EXERCISE INSTRUCTIONS
Count the lines in the items below that contain the string "back", treating uppercase and lowercase as different. Give only the number.

Boundary labeling items:
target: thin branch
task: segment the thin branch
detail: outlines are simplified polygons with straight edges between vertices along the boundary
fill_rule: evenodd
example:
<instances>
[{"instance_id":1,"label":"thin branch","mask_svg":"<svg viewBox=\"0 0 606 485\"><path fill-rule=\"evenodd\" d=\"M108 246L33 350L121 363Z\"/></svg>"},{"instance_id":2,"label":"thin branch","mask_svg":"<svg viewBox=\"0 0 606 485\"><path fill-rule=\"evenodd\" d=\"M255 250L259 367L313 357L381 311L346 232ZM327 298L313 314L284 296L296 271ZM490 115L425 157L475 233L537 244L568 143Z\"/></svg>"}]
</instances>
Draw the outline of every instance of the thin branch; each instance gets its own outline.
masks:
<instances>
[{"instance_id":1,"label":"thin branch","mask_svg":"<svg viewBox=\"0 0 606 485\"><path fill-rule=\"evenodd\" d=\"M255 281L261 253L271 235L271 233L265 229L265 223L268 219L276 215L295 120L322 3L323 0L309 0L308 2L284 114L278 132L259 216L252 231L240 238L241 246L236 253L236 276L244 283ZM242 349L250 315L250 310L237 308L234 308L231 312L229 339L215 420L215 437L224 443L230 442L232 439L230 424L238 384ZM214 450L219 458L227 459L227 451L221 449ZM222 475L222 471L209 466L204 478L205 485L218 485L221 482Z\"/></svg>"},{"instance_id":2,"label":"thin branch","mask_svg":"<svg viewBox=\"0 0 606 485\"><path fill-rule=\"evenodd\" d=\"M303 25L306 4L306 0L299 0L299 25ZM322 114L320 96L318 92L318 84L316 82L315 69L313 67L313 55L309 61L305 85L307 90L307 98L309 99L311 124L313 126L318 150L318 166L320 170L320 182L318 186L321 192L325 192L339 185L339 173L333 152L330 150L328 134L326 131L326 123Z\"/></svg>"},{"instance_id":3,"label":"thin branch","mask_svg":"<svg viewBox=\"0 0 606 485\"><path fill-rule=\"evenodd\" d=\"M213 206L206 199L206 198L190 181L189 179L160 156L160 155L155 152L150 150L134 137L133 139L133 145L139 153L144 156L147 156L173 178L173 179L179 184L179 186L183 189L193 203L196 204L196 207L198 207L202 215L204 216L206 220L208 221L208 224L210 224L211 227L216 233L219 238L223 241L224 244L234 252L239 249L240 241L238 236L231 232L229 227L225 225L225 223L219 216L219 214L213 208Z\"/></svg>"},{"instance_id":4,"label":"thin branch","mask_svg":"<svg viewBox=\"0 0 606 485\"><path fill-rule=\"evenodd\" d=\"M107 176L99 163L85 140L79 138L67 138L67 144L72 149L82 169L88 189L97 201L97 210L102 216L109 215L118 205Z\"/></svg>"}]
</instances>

...

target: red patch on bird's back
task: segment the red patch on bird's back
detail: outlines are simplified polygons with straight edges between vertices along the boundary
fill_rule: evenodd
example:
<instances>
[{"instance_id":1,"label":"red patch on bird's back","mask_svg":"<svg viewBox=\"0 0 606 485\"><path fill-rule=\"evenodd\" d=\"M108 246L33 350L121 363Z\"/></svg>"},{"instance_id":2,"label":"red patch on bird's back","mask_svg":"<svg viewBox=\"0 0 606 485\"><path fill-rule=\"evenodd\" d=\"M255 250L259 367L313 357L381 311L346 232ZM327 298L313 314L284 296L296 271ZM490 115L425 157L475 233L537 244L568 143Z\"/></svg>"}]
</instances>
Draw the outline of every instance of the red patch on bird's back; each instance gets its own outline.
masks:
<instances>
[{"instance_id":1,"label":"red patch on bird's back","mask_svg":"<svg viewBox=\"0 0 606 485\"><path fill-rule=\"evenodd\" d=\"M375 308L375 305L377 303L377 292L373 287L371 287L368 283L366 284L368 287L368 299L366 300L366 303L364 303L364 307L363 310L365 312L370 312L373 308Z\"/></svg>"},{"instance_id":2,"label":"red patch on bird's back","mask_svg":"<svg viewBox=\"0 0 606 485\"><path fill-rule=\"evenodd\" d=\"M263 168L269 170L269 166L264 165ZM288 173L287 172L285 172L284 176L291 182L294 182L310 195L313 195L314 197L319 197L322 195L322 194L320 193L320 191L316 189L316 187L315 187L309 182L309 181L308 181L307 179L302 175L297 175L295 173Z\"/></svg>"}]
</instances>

THE SOLUTION
5